**WHAT IS REQUIRED**
Read the records beneath this task and copy every line that contains the string "violet".

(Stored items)
☆ ☆ ☆

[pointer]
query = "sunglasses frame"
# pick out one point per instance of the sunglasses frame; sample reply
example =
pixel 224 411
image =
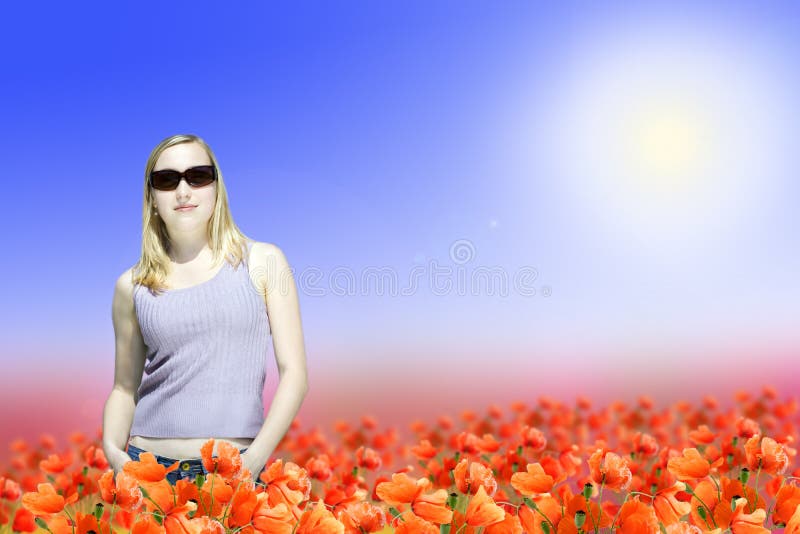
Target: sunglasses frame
pixel 182 175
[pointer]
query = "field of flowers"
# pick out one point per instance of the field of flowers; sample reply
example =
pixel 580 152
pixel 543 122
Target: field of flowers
pixel 544 467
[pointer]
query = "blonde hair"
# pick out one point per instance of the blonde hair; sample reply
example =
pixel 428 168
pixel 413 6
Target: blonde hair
pixel 223 234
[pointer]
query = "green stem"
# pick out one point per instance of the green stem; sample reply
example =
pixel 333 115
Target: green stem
pixel 756 499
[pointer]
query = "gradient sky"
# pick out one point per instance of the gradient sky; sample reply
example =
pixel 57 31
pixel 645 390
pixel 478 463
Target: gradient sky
pixel 640 160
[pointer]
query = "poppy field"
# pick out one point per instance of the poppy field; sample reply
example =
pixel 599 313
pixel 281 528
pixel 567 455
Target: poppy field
pixel 541 466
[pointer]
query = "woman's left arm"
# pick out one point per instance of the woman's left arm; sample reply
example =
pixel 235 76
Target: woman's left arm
pixel 283 309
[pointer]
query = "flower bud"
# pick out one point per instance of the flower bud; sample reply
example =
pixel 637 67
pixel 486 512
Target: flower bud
pixel 580 519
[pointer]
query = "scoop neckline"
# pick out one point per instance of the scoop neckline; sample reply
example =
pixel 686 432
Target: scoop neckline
pixel 218 273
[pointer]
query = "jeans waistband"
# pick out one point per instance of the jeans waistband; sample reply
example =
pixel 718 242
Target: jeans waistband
pixel 193 461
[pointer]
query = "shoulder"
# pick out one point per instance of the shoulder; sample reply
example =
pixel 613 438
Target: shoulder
pixel 264 252
pixel 269 260
pixel 124 283
pixel 123 292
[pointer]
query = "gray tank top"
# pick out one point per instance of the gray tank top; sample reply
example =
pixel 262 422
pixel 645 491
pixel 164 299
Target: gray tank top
pixel 206 358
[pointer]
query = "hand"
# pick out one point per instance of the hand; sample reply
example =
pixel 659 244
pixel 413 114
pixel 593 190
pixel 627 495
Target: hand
pixel 253 465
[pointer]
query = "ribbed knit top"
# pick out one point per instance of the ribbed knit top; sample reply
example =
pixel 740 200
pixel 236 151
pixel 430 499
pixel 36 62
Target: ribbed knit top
pixel 206 358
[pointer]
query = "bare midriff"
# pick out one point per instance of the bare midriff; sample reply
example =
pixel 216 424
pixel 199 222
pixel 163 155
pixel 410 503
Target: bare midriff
pixel 184 448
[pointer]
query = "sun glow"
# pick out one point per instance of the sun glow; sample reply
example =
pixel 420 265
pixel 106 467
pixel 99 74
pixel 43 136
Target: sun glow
pixel 670 141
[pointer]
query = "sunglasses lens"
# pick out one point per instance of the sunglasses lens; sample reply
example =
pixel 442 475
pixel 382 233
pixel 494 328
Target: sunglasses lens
pixel 165 180
pixel 168 180
pixel 200 176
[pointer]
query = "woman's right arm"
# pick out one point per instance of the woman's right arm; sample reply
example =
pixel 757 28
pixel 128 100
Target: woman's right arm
pixel 128 367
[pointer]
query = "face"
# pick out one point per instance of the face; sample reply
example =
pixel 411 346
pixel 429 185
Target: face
pixel 181 157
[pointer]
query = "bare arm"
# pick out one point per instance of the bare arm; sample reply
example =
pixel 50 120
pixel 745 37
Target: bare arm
pixel 129 364
pixel 287 338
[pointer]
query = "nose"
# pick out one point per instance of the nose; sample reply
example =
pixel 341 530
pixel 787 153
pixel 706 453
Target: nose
pixel 183 188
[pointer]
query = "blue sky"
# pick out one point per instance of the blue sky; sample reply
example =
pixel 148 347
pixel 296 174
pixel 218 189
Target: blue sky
pixel 378 134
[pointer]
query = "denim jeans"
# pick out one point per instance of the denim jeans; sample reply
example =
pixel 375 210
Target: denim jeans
pixel 188 468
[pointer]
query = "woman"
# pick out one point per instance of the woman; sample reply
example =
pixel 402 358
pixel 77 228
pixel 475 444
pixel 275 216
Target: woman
pixel 192 320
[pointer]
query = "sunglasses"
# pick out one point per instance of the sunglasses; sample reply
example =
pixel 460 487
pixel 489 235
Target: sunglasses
pixel 168 180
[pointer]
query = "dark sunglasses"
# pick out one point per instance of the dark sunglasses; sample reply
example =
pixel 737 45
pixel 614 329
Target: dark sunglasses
pixel 168 180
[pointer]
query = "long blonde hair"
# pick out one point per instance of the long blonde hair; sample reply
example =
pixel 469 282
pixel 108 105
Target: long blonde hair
pixel 224 237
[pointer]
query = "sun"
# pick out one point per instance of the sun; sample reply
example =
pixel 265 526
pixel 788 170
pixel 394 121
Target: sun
pixel 665 148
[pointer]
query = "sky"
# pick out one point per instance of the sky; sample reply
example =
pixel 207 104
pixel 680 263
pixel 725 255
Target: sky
pixel 622 174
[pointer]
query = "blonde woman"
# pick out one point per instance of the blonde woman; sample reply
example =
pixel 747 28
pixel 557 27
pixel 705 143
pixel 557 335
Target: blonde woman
pixel 192 321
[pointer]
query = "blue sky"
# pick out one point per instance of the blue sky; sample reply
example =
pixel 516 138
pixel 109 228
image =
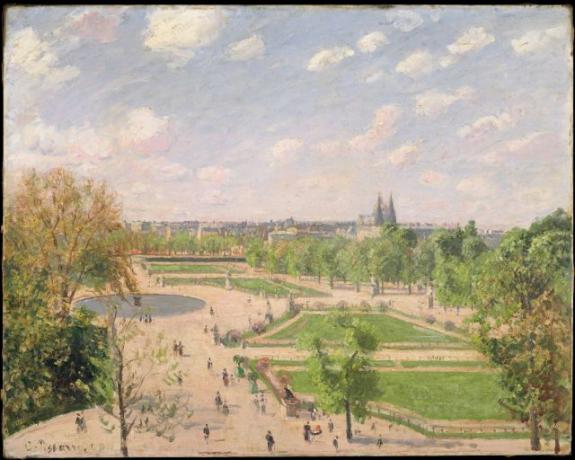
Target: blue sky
pixel 271 112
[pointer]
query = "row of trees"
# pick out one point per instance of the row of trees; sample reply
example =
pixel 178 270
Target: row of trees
pixel 395 256
pixel 182 243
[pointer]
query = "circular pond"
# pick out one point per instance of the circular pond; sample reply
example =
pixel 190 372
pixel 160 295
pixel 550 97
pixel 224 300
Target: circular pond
pixel 155 304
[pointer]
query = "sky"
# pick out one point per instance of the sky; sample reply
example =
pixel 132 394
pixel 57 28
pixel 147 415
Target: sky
pixel 258 113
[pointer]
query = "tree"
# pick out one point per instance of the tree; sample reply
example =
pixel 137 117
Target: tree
pixel 344 379
pixel 424 256
pixel 255 252
pixel 524 323
pixel 129 372
pixel 68 229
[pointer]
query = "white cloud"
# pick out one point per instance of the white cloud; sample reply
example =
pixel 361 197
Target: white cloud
pixel 285 150
pixel 382 126
pixel 373 76
pixel 329 57
pixel 520 143
pixel 177 31
pixel 404 20
pixel 405 155
pixel 323 182
pixel 524 146
pixel 371 42
pixel 432 178
pixel 214 198
pixel 432 103
pixel 472 40
pixel 248 48
pixel 485 125
pixel 536 40
pixel 416 64
pixel 215 174
pixel 476 187
pixel 36 57
pixel 145 132
pixel 332 148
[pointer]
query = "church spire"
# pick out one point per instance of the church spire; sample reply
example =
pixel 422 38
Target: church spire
pixel 392 216
pixel 378 211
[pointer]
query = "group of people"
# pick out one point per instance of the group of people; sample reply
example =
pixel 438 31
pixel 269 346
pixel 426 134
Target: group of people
pixel 178 348
pixel 221 404
pixel 146 317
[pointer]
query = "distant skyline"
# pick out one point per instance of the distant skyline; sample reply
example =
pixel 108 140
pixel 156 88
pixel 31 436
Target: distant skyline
pixel 257 113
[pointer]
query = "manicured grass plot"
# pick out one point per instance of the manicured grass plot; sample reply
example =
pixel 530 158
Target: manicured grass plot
pixel 272 288
pixel 480 364
pixel 434 395
pixel 190 268
pixel 388 329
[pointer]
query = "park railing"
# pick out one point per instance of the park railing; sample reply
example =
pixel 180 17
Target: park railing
pixel 446 428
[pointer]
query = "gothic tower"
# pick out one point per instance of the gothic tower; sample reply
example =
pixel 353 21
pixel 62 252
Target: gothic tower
pixel 391 211
pixel 378 212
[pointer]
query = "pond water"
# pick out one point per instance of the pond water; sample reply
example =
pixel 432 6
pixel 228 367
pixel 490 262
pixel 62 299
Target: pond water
pixel 154 304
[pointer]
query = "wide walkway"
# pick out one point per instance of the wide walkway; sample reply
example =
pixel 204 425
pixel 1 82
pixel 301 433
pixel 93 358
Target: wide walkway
pixel 243 431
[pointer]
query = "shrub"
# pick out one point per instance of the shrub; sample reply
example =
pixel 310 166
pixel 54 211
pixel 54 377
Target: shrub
pixel 341 304
pixel 430 319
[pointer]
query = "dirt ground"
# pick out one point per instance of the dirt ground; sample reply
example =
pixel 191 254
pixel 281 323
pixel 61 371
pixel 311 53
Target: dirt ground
pixel 242 432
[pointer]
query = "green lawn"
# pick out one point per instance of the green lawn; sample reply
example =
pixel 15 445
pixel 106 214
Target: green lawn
pixel 434 395
pixel 253 286
pixel 190 268
pixel 389 329
pixel 480 364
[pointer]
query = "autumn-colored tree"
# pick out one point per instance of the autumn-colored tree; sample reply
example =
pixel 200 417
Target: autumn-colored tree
pixel 68 229
pixel 129 370
pixel 524 322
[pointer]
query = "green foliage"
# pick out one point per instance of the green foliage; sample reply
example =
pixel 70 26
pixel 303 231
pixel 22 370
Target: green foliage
pixel 345 380
pixel 524 320
pixel 50 365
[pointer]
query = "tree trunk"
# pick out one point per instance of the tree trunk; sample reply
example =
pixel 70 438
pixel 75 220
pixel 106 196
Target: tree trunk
pixel 348 431
pixel 556 437
pixel 534 429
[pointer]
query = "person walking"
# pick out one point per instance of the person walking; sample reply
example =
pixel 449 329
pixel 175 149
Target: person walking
pixel 78 423
pixel 218 401
pixel 270 441
pixel 330 425
pixel 307 432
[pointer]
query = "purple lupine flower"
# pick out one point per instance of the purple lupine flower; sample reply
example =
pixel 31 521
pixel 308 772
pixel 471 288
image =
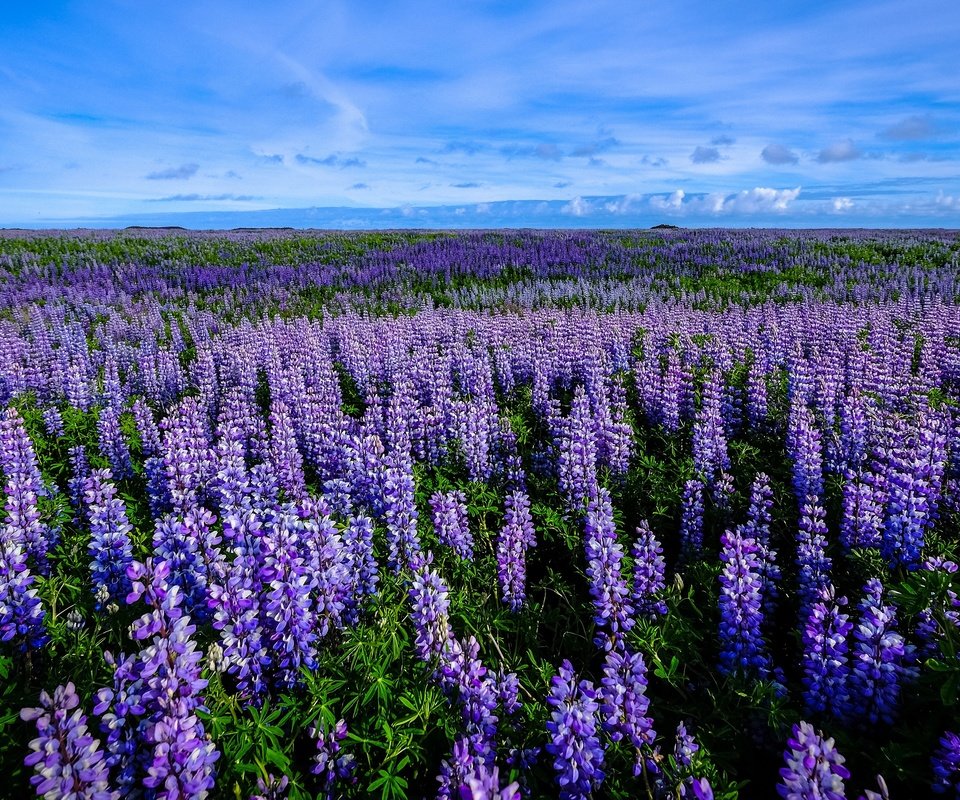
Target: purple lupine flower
pixel 813 564
pixel 113 446
pixel 946 766
pixel 805 449
pixel 576 449
pixel 864 503
pixel 450 522
pixel 271 789
pixel 515 538
pixel 66 757
pixel 649 573
pixel 236 614
pixel 624 703
pixel 826 667
pixel 53 422
pixel 814 768
pixel 22 486
pixel 742 647
pixel 329 764
pixel 882 661
pixel 691 520
pixel 430 601
pixel 483 783
pixel 915 466
pixel 613 612
pixel 181 757
pixel 21 612
pixel 358 539
pixel 685 747
pixel 709 436
pixel 287 606
pixel 574 740
pixel 110 548
pixel 400 513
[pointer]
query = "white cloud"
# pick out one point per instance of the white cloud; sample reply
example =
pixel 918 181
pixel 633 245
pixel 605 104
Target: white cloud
pixel 839 151
pixel 578 207
pixel 671 202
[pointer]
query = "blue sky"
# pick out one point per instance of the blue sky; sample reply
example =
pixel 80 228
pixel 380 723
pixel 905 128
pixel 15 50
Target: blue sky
pixel 480 113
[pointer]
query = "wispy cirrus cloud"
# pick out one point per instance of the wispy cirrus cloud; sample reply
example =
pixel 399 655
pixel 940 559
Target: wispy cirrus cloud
pixel 778 154
pixel 845 150
pixel 705 155
pixel 181 173
pixel 205 198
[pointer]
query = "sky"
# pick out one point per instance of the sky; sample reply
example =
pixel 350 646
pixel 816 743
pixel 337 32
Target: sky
pixel 369 113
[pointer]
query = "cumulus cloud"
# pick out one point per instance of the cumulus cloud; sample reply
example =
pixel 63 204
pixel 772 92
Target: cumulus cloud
pixel 593 148
pixel 332 160
pixel 181 173
pixel 778 154
pixel 704 155
pixel 578 207
pixel 910 129
pixel 839 151
pixel 761 198
pixel 668 202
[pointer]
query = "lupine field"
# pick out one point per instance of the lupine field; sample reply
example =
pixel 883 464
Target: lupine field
pixel 648 514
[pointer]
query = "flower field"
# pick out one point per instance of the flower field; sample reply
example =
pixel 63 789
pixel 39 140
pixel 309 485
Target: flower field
pixel 646 514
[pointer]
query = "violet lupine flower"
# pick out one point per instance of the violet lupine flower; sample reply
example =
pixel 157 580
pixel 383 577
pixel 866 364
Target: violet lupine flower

☆ ☆ ☆

**ANSWER FOR THE TASK**
query = "violet lupine flower"
# pick out one point per instance of the violet lupine flower; sample reply
Target: violet lupine flower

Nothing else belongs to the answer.